Introduction to Earth Hour 2008, and will Wal-Mart get involved?

Sydney Opera House

Almost one year ago, the city of Sydney, Australia, did something unprecedented: thousands of businesses and individuals flipped the off switch — lights, televisions, and more were switched off for sixty minutes.

And for one hour, Sydney’s power consumption was cut by just over 10%, the equivalent of taking 48,000 cars off of the road for one hour.

This year, Earth Hour is going global, with corporations and individuals from all around the world joining in.

The goal of this, of course, is to cause a dramatic decrease in the amount of energy expended and in the amount of pollutants released. That in itself is great, but if you don’t buy into environmentalism, there are other reasons to flip the off switches in your home.

Instead of watching television, break out the board games and bring your family together for a game of Sorry! or Clue. Instead of surfing the Internet, read a novel by candlelight, perhaps rediscovering an old favorite.

By participating, you will be doing A Good Thing; I promise you that.

All of that said, the reason why I’m writing here isn’t so much to encourage you to participate — although, that would be great! No, instead I want to encourage you to encourage Wal-Mart to participate!

RECORDS:

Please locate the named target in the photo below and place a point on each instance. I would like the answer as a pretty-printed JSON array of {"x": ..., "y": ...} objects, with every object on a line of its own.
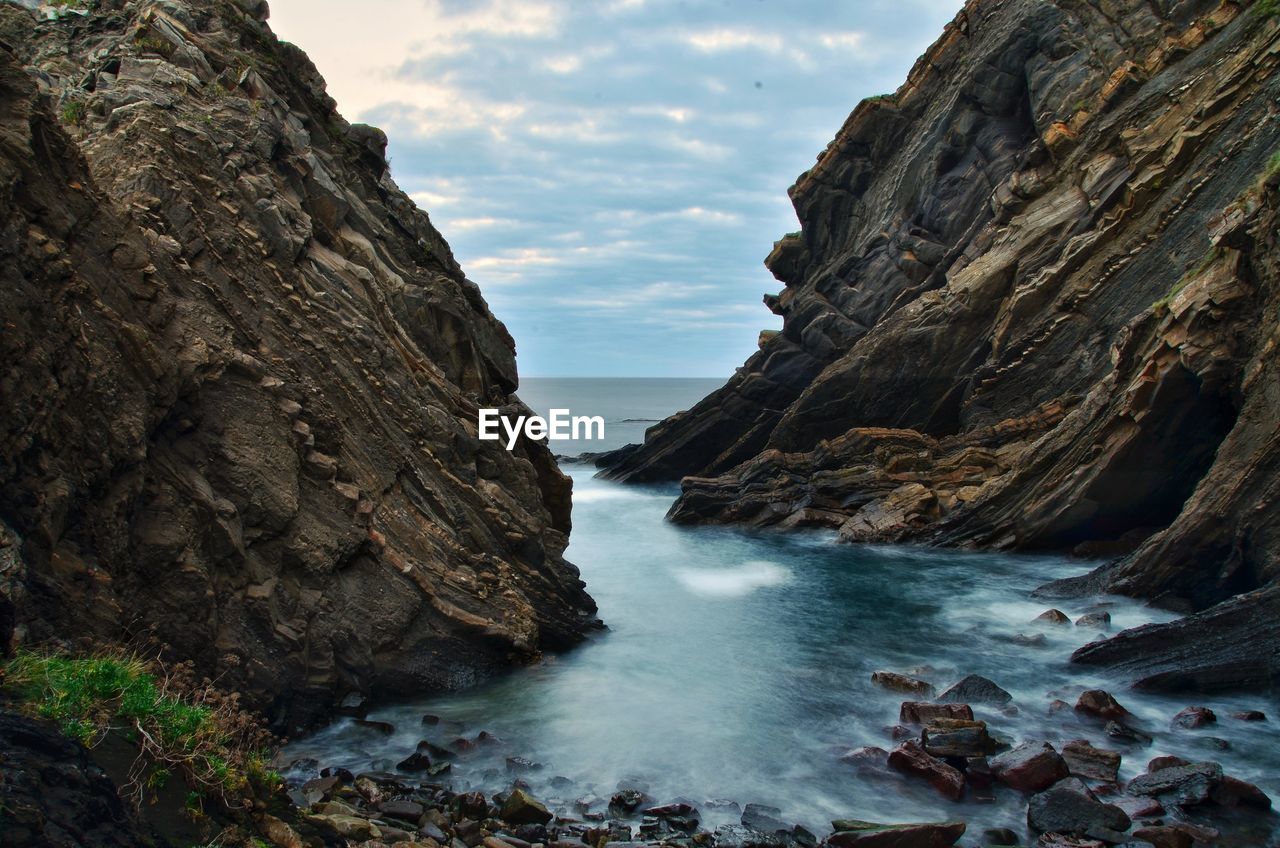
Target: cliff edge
[
  {"x": 1032, "y": 305},
  {"x": 241, "y": 374}
]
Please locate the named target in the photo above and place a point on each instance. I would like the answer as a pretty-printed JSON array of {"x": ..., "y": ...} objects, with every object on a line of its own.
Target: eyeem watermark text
[{"x": 561, "y": 425}]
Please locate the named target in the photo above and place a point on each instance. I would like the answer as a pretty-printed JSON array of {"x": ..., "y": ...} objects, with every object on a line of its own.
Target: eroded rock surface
[
  {"x": 1033, "y": 304},
  {"x": 241, "y": 374}
]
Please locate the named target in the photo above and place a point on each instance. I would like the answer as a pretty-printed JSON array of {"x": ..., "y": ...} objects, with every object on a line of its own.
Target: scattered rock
[
  {"x": 1183, "y": 785},
  {"x": 1031, "y": 766},
  {"x": 522, "y": 808},
  {"x": 743, "y": 837},
  {"x": 1193, "y": 717},
  {"x": 626, "y": 802},
  {"x": 1069, "y": 807},
  {"x": 348, "y": 826},
  {"x": 895, "y": 682},
  {"x": 1100, "y": 620},
  {"x": 763, "y": 817},
  {"x": 865, "y": 834},
  {"x": 956, "y": 738},
  {"x": 1086, "y": 761},
  {"x": 1101, "y": 705},
  {"x": 1000, "y": 837},
  {"x": 976, "y": 689},
  {"x": 1121, "y": 732},
  {"x": 922, "y": 711},
  {"x": 1164, "y": 837},
  {"x": 1052, "y": 616},
  {"x": 910, "y": 758}
]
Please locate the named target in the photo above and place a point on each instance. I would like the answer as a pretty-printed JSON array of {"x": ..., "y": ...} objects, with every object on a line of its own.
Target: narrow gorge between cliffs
[{"x": 737, "y": 666}]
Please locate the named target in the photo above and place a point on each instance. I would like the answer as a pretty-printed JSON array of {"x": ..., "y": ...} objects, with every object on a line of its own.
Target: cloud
[{"x": 612, "y": 173}]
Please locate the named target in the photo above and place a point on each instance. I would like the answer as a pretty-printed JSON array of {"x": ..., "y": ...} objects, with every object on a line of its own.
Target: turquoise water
[{"x": 737, "y": 666}]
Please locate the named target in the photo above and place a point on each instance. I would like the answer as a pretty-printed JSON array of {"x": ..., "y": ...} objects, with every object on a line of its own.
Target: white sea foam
[{"x": 736, "y": 582}]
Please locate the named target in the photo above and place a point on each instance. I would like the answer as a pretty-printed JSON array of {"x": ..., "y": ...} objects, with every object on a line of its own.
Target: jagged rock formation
[
  {"x": 241, "y": 374},
  {"x": 1033, "y": 304}
]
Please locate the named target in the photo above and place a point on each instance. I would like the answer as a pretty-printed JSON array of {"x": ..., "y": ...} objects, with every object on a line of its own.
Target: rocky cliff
[
  {"x": 1033, "y": 304},
  {"x": 240, "y": 374}
]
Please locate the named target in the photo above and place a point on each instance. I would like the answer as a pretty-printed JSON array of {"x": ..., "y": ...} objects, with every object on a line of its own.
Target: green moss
[
  {"x": 73, "y": 112},
  {"x": 88, "y": 697},
  {"x": 1206, "y": 260}
]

THE PROBLEM: Pick up the post about Earth Hour 2008 and Wal-Mart after its final sentence, and continue it in the same voice.

EXPECTED OUTPUT:
Over the past year especially, Wal-Mart has been making much of its environmental policies, with goals as lofty as producing zero waste.

Is Wal-Mart doing everything it can? I won’t pass that judgment here, but I will say that Earth Hour would give Wal-Mart the chance to put its environmental ethics where its wallet is. Can this retail goliath shut down for one hour? With well over 3,000 stores in the United States alone, Wal-Mart would be able to set a national example which would be extremely difficult to ignore.

In the hour they’re shut down (or at the very least running on half [nighttime] lighting on a limited number of registers, but that wouldn’t be nearly as impressive)? It would provide the perfect opportunity to educate those who show up — sharing with them environmental facts as well as simple ways that they too can make a positive impact on the environment.

So if you would, let Wal-Mart know what you think about this! Here’s an example of what you could write to them:

I know that the company wants to “lead the way,” so to speak, concerning our environment going into the future, setting the standard for other companies to follow.

In light of that, I am encouraging Wal-Mart Stores to endorse and participate in Earth Hour 2008 (earthhour.org).

In the evening of March 29, 2008, the Earth Hour initiative is calling on businesses, individuals, organizations, and schools to turn it off.

Everything possible — turned off for one hour.

If Wal-Mart were to do this at all of its stores, the impact would be huge. If other companies followed suit, the effect multiplies quickly!

This is a perfect opportunity for Wal-Mart to show that it is willing to do what it can to encourage environmental awareness and stewardship.

Thank you for your time.

Chief Executive Lee Scott of Wal-Mart has said, “As one of the largest companies in the world, with an expanding global presence, environmental problems are our problems.”

By participating in Earth Hour, Wal-Mart will be able to make a huge impact while setting a global example for others to follow.